*Problem description*
Please print the full listing exactly.

*Records to use*

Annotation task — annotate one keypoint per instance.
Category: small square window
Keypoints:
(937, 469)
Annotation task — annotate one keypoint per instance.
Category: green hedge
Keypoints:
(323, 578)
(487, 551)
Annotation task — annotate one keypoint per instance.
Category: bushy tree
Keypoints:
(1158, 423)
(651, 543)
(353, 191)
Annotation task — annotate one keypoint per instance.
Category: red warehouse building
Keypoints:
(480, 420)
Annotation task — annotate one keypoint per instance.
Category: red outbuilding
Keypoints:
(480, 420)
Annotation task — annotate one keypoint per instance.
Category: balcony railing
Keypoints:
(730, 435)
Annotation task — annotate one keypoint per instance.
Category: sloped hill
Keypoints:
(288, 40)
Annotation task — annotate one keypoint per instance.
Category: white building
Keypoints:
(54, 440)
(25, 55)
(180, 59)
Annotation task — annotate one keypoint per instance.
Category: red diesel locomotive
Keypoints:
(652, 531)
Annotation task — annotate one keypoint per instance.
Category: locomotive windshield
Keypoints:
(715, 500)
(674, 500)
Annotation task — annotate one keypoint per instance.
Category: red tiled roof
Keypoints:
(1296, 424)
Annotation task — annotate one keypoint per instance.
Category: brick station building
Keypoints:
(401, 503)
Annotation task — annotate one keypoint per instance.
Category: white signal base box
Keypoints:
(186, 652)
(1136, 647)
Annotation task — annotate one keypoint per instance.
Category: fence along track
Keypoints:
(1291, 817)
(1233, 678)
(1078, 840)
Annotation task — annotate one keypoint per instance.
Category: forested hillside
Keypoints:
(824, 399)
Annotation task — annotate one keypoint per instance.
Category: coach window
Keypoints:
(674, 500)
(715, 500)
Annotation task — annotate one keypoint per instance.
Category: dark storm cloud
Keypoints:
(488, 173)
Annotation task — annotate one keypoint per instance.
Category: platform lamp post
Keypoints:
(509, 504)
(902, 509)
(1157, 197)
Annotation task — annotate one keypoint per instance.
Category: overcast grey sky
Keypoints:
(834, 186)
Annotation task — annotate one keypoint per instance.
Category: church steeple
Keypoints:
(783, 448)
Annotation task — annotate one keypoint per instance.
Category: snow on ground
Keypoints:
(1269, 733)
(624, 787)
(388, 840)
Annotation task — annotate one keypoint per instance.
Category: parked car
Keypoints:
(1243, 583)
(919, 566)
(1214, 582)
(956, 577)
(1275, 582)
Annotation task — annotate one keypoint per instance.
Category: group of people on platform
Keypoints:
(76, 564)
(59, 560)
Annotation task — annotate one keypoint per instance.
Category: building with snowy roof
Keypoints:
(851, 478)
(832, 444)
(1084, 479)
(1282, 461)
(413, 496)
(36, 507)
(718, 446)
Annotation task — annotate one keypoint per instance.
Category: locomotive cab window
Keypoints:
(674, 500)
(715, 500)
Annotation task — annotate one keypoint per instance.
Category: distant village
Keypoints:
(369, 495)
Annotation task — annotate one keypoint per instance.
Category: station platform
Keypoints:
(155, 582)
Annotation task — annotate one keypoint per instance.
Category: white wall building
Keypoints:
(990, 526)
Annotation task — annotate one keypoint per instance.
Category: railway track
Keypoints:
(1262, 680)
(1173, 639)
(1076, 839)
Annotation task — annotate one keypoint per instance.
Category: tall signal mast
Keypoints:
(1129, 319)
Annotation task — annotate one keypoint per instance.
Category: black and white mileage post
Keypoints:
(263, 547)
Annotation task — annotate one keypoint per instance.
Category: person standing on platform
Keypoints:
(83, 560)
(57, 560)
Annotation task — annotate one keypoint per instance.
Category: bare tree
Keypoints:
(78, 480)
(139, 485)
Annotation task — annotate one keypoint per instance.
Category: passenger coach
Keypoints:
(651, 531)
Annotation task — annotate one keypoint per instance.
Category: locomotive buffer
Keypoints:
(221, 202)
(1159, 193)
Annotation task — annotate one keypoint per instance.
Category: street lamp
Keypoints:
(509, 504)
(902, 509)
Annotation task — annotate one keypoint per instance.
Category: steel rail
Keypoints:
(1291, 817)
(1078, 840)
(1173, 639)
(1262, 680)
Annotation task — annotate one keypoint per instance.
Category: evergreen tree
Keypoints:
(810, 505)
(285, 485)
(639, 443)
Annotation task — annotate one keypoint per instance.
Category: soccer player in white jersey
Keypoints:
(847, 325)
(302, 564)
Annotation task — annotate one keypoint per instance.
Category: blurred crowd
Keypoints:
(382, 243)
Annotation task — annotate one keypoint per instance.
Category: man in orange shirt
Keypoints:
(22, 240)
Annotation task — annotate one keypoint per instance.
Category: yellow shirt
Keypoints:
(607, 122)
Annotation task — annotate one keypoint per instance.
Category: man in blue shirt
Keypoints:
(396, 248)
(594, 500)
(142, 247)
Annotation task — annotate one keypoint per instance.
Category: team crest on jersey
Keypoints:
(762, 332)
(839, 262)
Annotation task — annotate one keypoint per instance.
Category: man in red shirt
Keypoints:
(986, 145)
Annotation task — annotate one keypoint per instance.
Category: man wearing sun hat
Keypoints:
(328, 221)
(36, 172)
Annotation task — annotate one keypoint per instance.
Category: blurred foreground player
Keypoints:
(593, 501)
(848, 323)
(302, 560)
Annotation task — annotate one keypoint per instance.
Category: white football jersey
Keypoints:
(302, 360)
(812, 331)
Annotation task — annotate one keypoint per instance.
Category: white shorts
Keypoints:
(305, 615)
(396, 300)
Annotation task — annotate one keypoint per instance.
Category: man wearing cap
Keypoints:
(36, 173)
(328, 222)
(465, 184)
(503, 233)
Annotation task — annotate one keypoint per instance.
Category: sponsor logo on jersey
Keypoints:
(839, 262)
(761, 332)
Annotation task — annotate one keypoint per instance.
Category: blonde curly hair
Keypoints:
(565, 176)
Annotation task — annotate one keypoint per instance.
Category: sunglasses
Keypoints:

*Result*
Annotation task — annotate one keypoint per instance.
Category: small square window
Keypoints:
(937, 469)
Annotation task — annotate one keypoint per instance.
Category: green hedge
Keypoints:
(323, 578)
(487, 551)
Annotation task — annotate one keypoint per instance.
Category: bushy tree
Keypoints:
(1158, 423)
(651, 543)
(353, 191)
Annotation task — annotate one keypoint per instance.
Category: red warehouse building
Keypoints:
(480, 420)
Annotation task — annotate one keypoint per instance.
Category: red outbuilding
Keypoints:
(480, 420)
Annotation task — annotate one keypoint per instance.
Category: balcony railing
Keypoints:
(730, 435)
Annotation task — annotate one keypoint per instance.
Category: sloped hill
Keypoints:
(288, 40)
Annotation task — annotate one keypoint per instance.
Category: white building
Keypoints:
(54, 440)
(25, 55)
(180, 59)
Annotation task — annotate one keypoint per instance.
Category: red diesel locomotive
Keypoints:
(652, 531)
Annotation task — annotate one keypoint per instance.
Category: locomotive windshield
Keypoints:
(715, 500)
(674, 500)
Annotation task — annotate one keypoint per instance.
Category: red tiled roof
Keypoints:
(1296, 424)
Annotation task — annotate one keypoint per instance.
Category: brick station building
Keypoints:
(401, 503)
Annotation task — annotate one keypoint per instance.
Category: white signal base box
Keypoints:
(186, 652)
(1136, 647)
Annotation task — annotate one keypoint per instance.
Category: fence along track
Keypoints:
(1291, 817)
(1233, 678)
(1078, 840)
Annotation task — annotate one keypoint per instance.
Category: forested hillside
Keypoints:
(824, 399)
Annotation task — annotate one keypoint per instance.
Category: coach window
Keypoints:
(674, 500)
(715, 500)
Annotation task — annotate one keypoint per instance.
Category: dark storm cloud
Keypoints:
(488, 173)
Annotation task — annotate one keypoint per instance.
Category: platform lamp post
Keypoints:
(509, 504)
(902, 509)
(1157, 197)
Annotation task — annotate one keypoint per instance.
Category: overcast grey sky
Keypoints:
(834, 186)
Annotation task — annotate one keypoint per instance.
Category: church steeple
Keypoints:
(783, 448)
Annotation task — annotate one keypoint per instance.
Category: snow on ground
Keypoints:
(1269, 733)
(624, 787)
(388, 840)
Annotation task — annotate one keypoint per instance.
Category: parked car
Keypoints:
(1243, 583)
(919, 566)
(1214, 582)
(956, 577)
(1275, 582)
Annotation task — annotate one keypoint per instance.
Category: group of people on platform
Keypoints:
(76, 564)
(59, 560)
Annotation task — annotate one keypoint per instance.
Category: building with snowy roof
Keypoints:
(851, 478)
(832, 444)
(1084, 479)
(1282, 461)
(413, 496)
(36, 507)
(718, 446)
Annotation task — annotate one keypoint per instance.
Category: locomotive cab window
Keypoints:
(674, 500)
(715, 500)
Annotation task — annotate one keypoint per instance.
Category: distant village
Keypoints:
(369, 495)
Annotation task — annotate one keypoint per instance.
Category: station platform
Keypoints:
(155, 582)
Annotation task — annotate one keypoint per instance.
Category: white wall building
Keypoints:
(990, 526)
Annotation task — annotate one keypoint per instance.
Category: railway track
Keypoints:
(1262, 680)
(1173, 639)
(1076, 839)
Annotation task — annotate one keypoint per instance.
Category: tall signal mast
Keypoints:
(1129, 319)
Annotation task — annotate one keypoint per instance.
Category: black and white mileage post
Keypoints:
(263, 547)
Annotation task — annotate one keypoint per instance.
Category: person standing on platform
Keypoints:
(83, 560)
(57, 560)
Annotation task — annotate one keypoint per instance.
Category: bare tree
Keypoints:
(78, 480)
(139, 485)
Annotation task — annotate one keypoint per instance.
Category: passenger coach
Keypoints:
(651, 531)
Annotation task — annotate one keypoint per instance.
Category: locomotive buffer
Keypoints:
(221, 202)
(1159, 193)
Annotation task — annotate one keypoint per instance.
Category: street lamp
Keypoints:
(509, 504)
(902, 509)
Annotation task — annotate one keypoint per instance.
Category: steel rail
Keypoints:
(1291, 817)
(1078, 840)
(1173, 639)
(1262, 680)
Annotation task — annotate one keypoint per instance.
Category: evergreen tree
Keypoints:
(810, 505)
(285, 485)
(639, 443)
Annotation task — annotate one keypoint per instance.
Category: soccer player in white jersey
Keypoints:
(847, 325)
(302, 564)
Annotation task — annotate one keypoint per instance.
Category: blurred crowd
Keypoints:
(382, 243)
Annotation task — annotate one keypoint per instance.
Category: man in orange shirt
Keypoints:
(22, 240)
Annotation task — annotate one keypoint per instance.
Category: yellow shirt
Keypoints:
(607, 122)
Annotation task — annotate one keypoint per instance.
Category: man in blue shirt
Keypoints:
(396, 248)
(594, 500)
(142, 247)
Annotation task — annotate one keypoint per instance.
Category: team crest on jersey
Keypoints:
(762, 332)
(839, 262)
Annotation task — annotate one keypoint per instance.
Category: man in red shirt
Keypoints:
(986, 145)
Annotation task — annotate one keypoint per instance.
Category: man wearing sun hat
Keypoints:
(328, 221)
(36, 172)
Annotation task — annotate one keypoint per instance.
Category: blurred foreground player
Keypoints:
(593, 501)
(848, 323)
(302, 560)
Annotation task — annotate one keypoint per instance.
Category: white football jersey
Keypoints:
(302, 360)
(812, 331)
Annotation task — annotate one keypoint per instance.
Category: white shorts
Keypoints:
(305, 615)
(396, 300)
Annotation task — annotate one keypoint per instance.
Category: man wearing cap
Keypoints:
(36, 173)
(328, 222)
(465, 184)
(503, 233)
Annotation task — annotate one keypoint per instance.
Category: sponsor logo on jersey
Keypoints:
(839, 262)
(761, 332)
Annotation task — annotate one keypoint per instance.
Category: blonde curly hair
Keypoints:
(565, 176)
Annotation task — annotate one keypoint per instance.
Category: sunglasses
Keypoints:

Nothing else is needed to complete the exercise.